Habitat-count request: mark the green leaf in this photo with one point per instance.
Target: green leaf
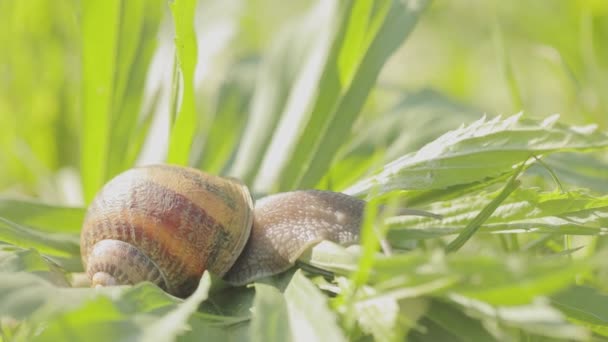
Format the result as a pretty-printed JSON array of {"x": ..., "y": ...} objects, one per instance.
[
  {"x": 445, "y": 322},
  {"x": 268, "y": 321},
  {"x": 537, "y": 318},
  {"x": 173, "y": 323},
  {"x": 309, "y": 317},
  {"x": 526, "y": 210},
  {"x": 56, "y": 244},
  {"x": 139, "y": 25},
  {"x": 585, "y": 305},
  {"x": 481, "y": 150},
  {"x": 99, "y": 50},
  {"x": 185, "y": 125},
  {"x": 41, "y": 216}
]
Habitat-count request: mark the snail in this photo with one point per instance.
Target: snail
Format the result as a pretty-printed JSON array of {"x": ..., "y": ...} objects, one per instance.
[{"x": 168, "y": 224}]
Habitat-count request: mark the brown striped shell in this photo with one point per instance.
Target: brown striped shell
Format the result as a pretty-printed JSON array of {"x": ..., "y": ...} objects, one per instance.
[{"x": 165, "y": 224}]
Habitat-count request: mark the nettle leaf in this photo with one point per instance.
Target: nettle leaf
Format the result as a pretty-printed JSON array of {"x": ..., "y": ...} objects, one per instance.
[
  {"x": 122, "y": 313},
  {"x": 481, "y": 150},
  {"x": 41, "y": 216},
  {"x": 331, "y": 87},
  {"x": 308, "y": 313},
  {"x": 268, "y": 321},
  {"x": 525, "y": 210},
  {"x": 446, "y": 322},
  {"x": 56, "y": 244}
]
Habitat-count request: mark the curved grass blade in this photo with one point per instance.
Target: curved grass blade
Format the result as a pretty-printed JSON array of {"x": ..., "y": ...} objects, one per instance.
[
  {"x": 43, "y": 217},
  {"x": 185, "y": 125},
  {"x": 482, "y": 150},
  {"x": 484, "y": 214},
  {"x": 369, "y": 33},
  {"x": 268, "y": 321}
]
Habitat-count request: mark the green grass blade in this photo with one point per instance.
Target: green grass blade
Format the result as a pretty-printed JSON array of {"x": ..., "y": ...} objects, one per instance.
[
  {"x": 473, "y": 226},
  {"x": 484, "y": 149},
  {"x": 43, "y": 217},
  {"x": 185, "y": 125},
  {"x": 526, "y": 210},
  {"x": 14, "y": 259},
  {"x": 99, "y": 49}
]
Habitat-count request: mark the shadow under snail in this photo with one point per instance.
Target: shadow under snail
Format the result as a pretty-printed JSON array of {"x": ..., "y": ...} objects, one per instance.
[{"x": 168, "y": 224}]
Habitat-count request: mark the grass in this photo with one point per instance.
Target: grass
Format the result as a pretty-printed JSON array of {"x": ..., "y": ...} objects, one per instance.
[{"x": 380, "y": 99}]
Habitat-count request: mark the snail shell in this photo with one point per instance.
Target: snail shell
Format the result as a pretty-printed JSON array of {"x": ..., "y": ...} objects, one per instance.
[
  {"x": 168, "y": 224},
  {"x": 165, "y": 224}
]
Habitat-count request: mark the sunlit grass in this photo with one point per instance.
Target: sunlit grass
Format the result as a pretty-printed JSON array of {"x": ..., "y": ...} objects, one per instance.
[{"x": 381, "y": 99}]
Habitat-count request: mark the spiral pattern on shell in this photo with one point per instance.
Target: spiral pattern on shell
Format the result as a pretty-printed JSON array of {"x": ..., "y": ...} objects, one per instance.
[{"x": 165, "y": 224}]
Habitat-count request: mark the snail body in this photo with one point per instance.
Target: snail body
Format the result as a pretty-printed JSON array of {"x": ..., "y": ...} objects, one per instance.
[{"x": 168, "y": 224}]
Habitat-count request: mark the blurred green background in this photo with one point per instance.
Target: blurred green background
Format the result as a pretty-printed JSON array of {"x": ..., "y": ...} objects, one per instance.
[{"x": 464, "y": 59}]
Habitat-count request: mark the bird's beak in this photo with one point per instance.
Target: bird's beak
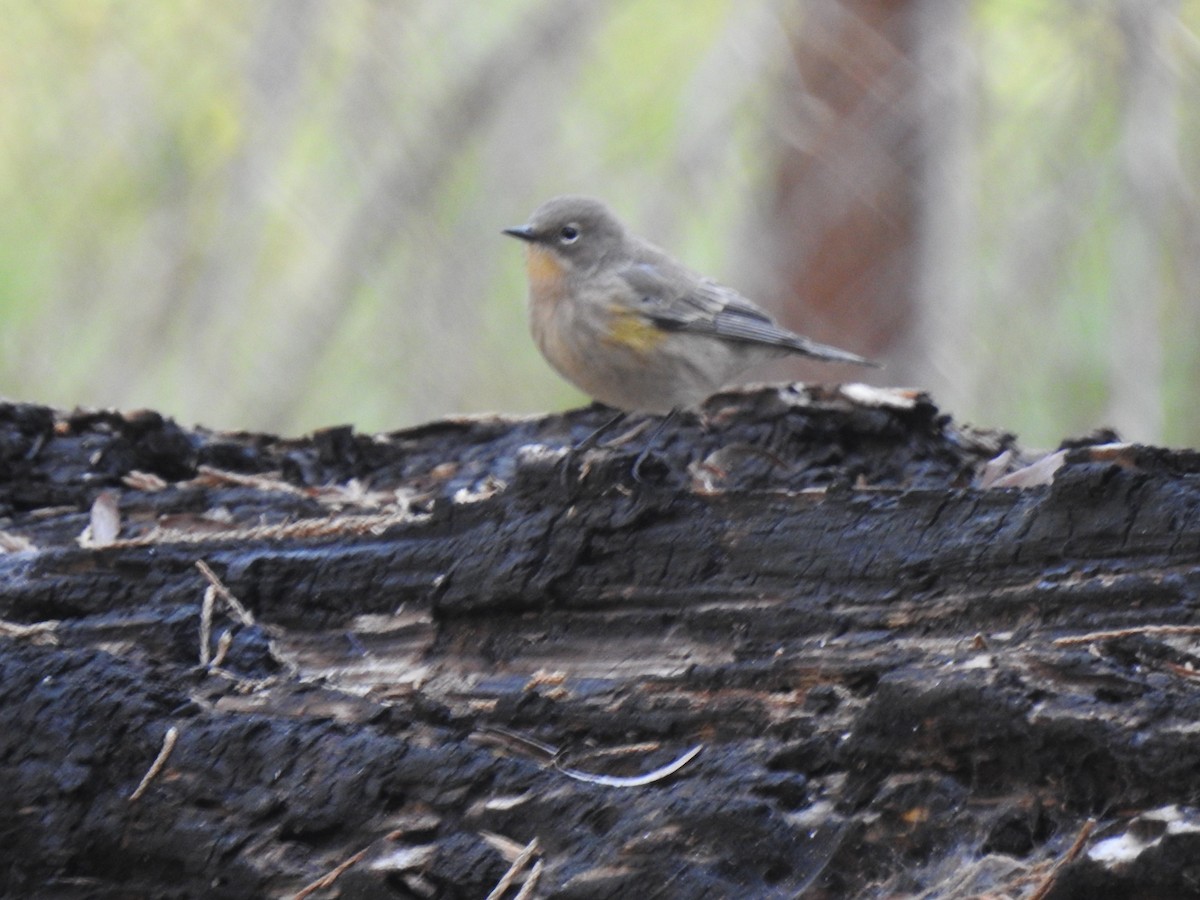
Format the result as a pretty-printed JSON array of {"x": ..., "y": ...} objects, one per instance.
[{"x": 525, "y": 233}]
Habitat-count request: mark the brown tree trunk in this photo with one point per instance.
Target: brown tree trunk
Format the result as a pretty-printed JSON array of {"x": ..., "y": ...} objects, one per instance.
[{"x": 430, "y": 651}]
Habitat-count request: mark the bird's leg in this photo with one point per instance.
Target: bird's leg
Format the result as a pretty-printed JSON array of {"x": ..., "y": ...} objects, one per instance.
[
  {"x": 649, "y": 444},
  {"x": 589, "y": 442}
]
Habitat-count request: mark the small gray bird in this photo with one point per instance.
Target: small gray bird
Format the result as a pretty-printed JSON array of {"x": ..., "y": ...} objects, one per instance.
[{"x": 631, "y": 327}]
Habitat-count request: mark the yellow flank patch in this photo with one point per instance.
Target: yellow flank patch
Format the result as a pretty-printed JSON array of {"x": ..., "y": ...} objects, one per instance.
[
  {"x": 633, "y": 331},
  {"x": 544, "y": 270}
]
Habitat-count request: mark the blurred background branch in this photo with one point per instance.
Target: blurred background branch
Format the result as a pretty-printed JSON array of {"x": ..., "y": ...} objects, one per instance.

* _TASK DIRECTIONS_
Recast every line of the entries above as a JSON list of strings, one string per line, skipping blank lines and leaving out the pictures.

* _EXERCISE OUTPUT_
[
  "Habitat-count request: mark the green leaf in this photo with one point per instance.",
  "Target: green leaf",
  "Format the result as a pretty-printed JSON array of {\"x\": ..., \"y\": ...} objects, one per instance.",
  "[",
  "  {\"x\": 445, \"y\": 322},",
  "  {\"x\": 268, \"y\": 321},",
  "  {\"x\": 537, \"y\": 318},",
  "  {\"x\": 173, \"y\": 323},",
  "  {\"x\": 309, \"y\": 317},",
  "  {\"x\": 526, \"y\": 210},",
  "  {\"x\": 56, \"y\": 244},",
  "  {\"x\": 139, \"y\": 25},",
  "  {\"x\": 585, \"y\": 305},",
  "  {\"x\": 481, \"y\": 150},",
  "  {\"x\": 99, \"y\": 50},",
  "  {\"x\": 185, \"y\": 125},",
  "  {\"x\": 41, \"y\": 216}",
  "]",
  "Habitat-count request: mark the snail in this photo with one point per instance.",
  "Target: snail",
  "Format the result as a pretty-printed JSON array of {\"x\": ..., \"y\": ...} objects, one per instance.",
  "[{\"x\": 168, \"y\": 224}]",
  "Habitat-count request: mark the brown striped shell in this photo with one point per instance.",
  "Target: brown striped shell",
  "Format the result as a pretty-printed JSON array of {\"x\": ..., \"y\": ...} objects, one per instance.",
  "[{\"x\": 165, \"y\": 224}]",
  "Habitat-count request: mark the nettle leaf in this photo with one point per instance.",
  "Target: nettle leaf",
  "Format the result as a pretty-printed JSON array of {\"x\": ..., \"y\": ...} objects, one per instance.",
  "[",
  "  {\"x\": 122, \"y\": 313},",
  "  {\"x\": 481, \"y\": 150},",
  "  {\"x\": 41, \"y\": 216},",
  "  {\"x\": 331, \"y\": 87},",
  "  {\"x\": 308, \"y\": 313},",
  "  {\"x\": 268, \"y\": 321},",
  "  {\"x\": 525, \"y\": 210},",
  "  {\"x\": 446, \"y\": 322},",
  "  {\"x\": 56, \"y\": 244}",
  "]",
  "Habitat-count request: mark the curved grass blade in this photo with one point per instance.",
  "Target: curved grass blade",
  "Format the result as a pretty-printed JSON array of {\"x\": ..., \"y\": ...} objects, one per instance.",
  "[",
  "  {\"x\": 43, \"y\": 217},",
  "  {\"x\": 185, \"y\": 125},",
  "  {\"x\": 482, \"y\": 150},",
  "  {\"x\": 484, \"y\": 214},",
  "  {\"x\": 369, \"y\": 33},",
  "  {\"x\": 268, \"y\": 321}",
  "]",
  "Habitat-count request: mark the green grass blade in this photo with one point per instance.",
  "Target: green grass blade",
  "Format the result as a pretty-printed JSON array of {\"x\": ..., \"y\": ...} objects, one per instance.",
  "[",
  "  {\"x\": 473, \"y\": 226},",
  "  {\"x\": 484, \"y\": 149},",
  "  {\"x\": 43, \"y\": 217},",
  "  {\"x\": 185, \"y\": 125},",
  "  {\"x\": 526, \"y\": 210},",
  "  {\"x\": 14, \"y\": 259},",
  "  {\"x\": 99, \"y\": 49}",
  "]",
  "Habitat-count request: mark the shadow under snail in this photo with one point per instance.",
  "Target: shadow under snail",
  "Format the result as a pretty-printed JSON array of {\"x\": ..., \"y\": ...} objects, one per instance.",
  "[{\"x\": 168, \"y\": 224}]",
  "Habitat-count request: mark the grass in this photo with one point per instance.",
  "Target: grass",
  "Format the result as a pretty-printed JSON array of {\"x\": ..., \"y\": ...} objects, one per instance.",
  "[{\"x\": 380, \"y\": 99}]",
  "Habitat-count request: mark the snail shell in this photo with one point per instance.",
  "Target: snail shell",
  "Format the result as a pretty-printed JSON array of {\"x\": ..., \"y\": ...} objects, one per instance.",
  "[",
  "  {\"x\": 168, \"y\": 224},",
  "  {\"x\": 165, \"y\": 224}",
  "]",
  "Habitat-count request: mark the sunlit grass in this photo with one point per instance.",
  "Target: sunlit grass",
  "Format the result as a pretty-printed JSON array of {\"x\": ..., \"y\": ...} objects, one per instance.",
  "[{\"x\": 381, \"y\": 99}]",
  "Habitat-count request: mark the spiral pattern on shell in this photo with one point per instance.",
  "Target: spiral pattern on shell",
  "Format the result as a pretty-printed JSON array of {\"x\": ..., \"y\": ...} objects, one per instance.",
  "[{\"x\": 165, \"y\": 224}]",
  "Habitat-count request: mark the snail body in this photo with one point per instance.",
  "Target: snail body",
  "Format the result as a pretty-printed JSON array of {\"x\": ..., \"y\": ...} objects, one per instance.",
  "[{\"x\": 168, \"y\": 224}]",
  "Habitat-count request: mark the blurred green background in this photo with one point per instance.",
  "Target: blurred green background",
  "Format the result as a pretty-printed JSON array of {\"x\": ..., \"y\": ...} objects, one per instance.",
  "[{\"x\": 464, \"y\": 59}]",
  "Habitat-count request: mark the bird's beak in this photo with one point per instance.",
  "Target: bird's beak",
  "Format the result as a pretty-printed JSON array of {\"x\": ..., \"y\": ...} objects, one per instance.",
  "[{\"x\": 525, \"y\": 233}]",
  "Habitat-count request: mark the brown tree trunk in this photo with one point per instance.",
  "Target: brown tree trunk",
  "Format the result as a pretty-printed JSON array of {\"x\": ..., \"y\": ...} objects, one per instance.",
  "[{\"x\": 430, \"y\": 651}]",
  "Habitat-count request: mark the bird's leg in this photo with one point per instance.",
  "Target: bird's leg",
  "Format the result as a pretty-printed JSON array of {\"x\": ..., \"y\": ...} objects, one per instance.",
  "[",
  "  {\"x\": 649, \"y\": 444},",
  "  {\"x\": 589, \"y\": 442}",
  "]",
  "Habitat-count request: mark the small gray bird in this photo with one point per instance.",
  "Target: small gray bird",
  "Format the result as a pretty-printed JSON array of {\"x\": ..., \"y\": ...} objects, one per instance.",
  "[{\"x\": 631, \"y\": 327}]",
  "Habitat-count request: mark the yellow flank patch in this photo with one point per instance.",
  "Target: yellow flank patch",
  "Format the result as a pretty-printed JSON array of {\"x\": ..., \"y\": ...} objects, one per instance.",
  "[",
  "  {\"x\": 633, \"y\": 331},",
  "  {\"x\": 544, \"y\": 270}",
  "]",
  "Habitat-count request: mark the blurred background branch in this photo with one point per instance.",
  "Target: blurred background branch",
  "Format the result as a pretty-printed JSON array of {\"x\": ..., \"y\": ...} objects, one per instance."
]